__Task input__:
● ● ●

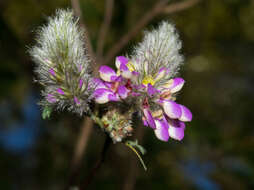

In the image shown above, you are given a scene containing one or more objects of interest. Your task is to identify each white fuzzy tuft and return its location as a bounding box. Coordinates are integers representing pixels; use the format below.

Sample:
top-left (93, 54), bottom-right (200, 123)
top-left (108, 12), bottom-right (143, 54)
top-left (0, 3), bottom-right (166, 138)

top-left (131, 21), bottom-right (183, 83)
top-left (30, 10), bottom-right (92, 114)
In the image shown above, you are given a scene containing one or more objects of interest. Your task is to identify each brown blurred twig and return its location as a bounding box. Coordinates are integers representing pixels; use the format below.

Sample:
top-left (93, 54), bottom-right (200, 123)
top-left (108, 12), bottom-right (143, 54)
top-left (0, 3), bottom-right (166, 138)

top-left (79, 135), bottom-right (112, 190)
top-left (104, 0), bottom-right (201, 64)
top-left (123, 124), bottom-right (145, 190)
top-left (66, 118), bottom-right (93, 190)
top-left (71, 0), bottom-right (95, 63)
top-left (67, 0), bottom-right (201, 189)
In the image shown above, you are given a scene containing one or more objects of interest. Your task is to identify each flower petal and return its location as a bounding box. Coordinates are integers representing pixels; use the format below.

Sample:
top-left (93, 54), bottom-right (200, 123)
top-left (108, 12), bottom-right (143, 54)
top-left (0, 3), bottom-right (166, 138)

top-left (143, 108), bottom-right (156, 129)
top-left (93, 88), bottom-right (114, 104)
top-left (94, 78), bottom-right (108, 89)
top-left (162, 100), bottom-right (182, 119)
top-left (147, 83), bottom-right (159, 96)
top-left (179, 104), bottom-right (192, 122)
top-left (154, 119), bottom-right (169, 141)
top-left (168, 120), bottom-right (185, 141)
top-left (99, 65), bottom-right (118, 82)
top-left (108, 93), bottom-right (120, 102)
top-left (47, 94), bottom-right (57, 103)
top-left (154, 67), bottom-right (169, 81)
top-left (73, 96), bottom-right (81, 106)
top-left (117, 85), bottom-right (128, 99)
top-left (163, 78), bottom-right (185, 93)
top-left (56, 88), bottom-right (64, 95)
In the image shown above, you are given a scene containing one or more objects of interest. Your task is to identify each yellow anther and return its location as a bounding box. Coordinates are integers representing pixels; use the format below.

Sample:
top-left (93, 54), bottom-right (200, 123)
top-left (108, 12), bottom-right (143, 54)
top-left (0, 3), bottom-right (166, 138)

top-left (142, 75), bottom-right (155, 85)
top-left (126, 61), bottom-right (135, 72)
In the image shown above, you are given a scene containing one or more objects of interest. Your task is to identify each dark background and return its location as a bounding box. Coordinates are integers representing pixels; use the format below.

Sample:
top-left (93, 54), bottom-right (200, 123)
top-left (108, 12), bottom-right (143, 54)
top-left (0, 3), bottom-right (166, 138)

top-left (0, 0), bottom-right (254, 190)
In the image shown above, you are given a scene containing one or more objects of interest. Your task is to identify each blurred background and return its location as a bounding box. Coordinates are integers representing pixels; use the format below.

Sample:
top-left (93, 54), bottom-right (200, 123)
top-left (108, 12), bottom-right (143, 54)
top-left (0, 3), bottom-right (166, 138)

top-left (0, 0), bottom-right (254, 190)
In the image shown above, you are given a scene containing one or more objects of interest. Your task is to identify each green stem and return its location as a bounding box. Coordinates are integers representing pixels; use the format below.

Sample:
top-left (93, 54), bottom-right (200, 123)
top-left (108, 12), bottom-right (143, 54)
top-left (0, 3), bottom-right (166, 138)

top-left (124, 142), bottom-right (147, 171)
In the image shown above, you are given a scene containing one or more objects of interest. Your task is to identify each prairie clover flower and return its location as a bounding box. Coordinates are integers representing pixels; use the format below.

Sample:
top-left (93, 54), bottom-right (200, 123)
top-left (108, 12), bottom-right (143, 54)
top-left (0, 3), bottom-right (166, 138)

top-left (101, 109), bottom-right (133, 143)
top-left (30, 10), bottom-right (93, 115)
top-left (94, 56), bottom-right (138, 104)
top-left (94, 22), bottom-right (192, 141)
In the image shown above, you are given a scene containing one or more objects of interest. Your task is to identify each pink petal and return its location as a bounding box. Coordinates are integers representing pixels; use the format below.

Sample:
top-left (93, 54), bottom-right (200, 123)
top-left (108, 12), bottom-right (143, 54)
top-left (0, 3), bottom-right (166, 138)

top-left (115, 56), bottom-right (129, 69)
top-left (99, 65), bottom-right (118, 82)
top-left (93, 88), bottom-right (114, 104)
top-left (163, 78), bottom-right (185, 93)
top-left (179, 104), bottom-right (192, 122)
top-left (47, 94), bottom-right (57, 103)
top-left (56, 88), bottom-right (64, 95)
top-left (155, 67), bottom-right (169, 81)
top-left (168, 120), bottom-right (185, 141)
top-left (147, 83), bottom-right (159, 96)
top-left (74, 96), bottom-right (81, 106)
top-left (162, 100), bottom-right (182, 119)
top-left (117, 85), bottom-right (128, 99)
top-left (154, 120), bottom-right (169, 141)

● ● ●

__Challenge__:
Rewrite the part of the rows that opens with the line containing "identify each dark" and closes with the line containing "top-left (124, 142), bottom-right (147, 171)", both lines included and the requests kept. Shift every bounding-box coordinate in the answers by -36, leaving the requests and their format samples unchanged.

__Reply__:
In the image shown above, you are given a scene containing one or more objects of interest. Your task is to identify each dark background and return its location as a bounding box. Coordinates are integers representing pixels; use the format below.

Sample:
top-left (93, 54), bottom-right (200, 123)
top-left (108, 12), bottom-right (143, 54)
top-left (0, 3), bottom-right (166, 138)

top-left (-36, -36), bottom-right (218, 154)
In the image shown above, you are given a scene containing one or more objects of interest. Your task is to identify each blurred background and return its location as a bounding box. Coordinates are integers representing pixels; use the format below.

Sample:
top-left (93, 54), bottom-right (200, 123)
top-left (108, 12), bottom-right (143, 54)
top-left (0, 3), bottom-right (166, 138)

top-left (-36, -36), bottom-right (218, 154)
In the image shown above, you are given a scene containing one or more objects of interest. Your task is to identify each green stem and return its location as a bounding box. Coordinates are integers representing pixels; use the format below.

Sample:
top-left (93, 54), bottom-right (200, 123)
top-left (108, 12), bottom-right (143, 54)
top-left (0, 3), bottom-right (166, 138)

top-left (88, 106), bottom-right (111, 135)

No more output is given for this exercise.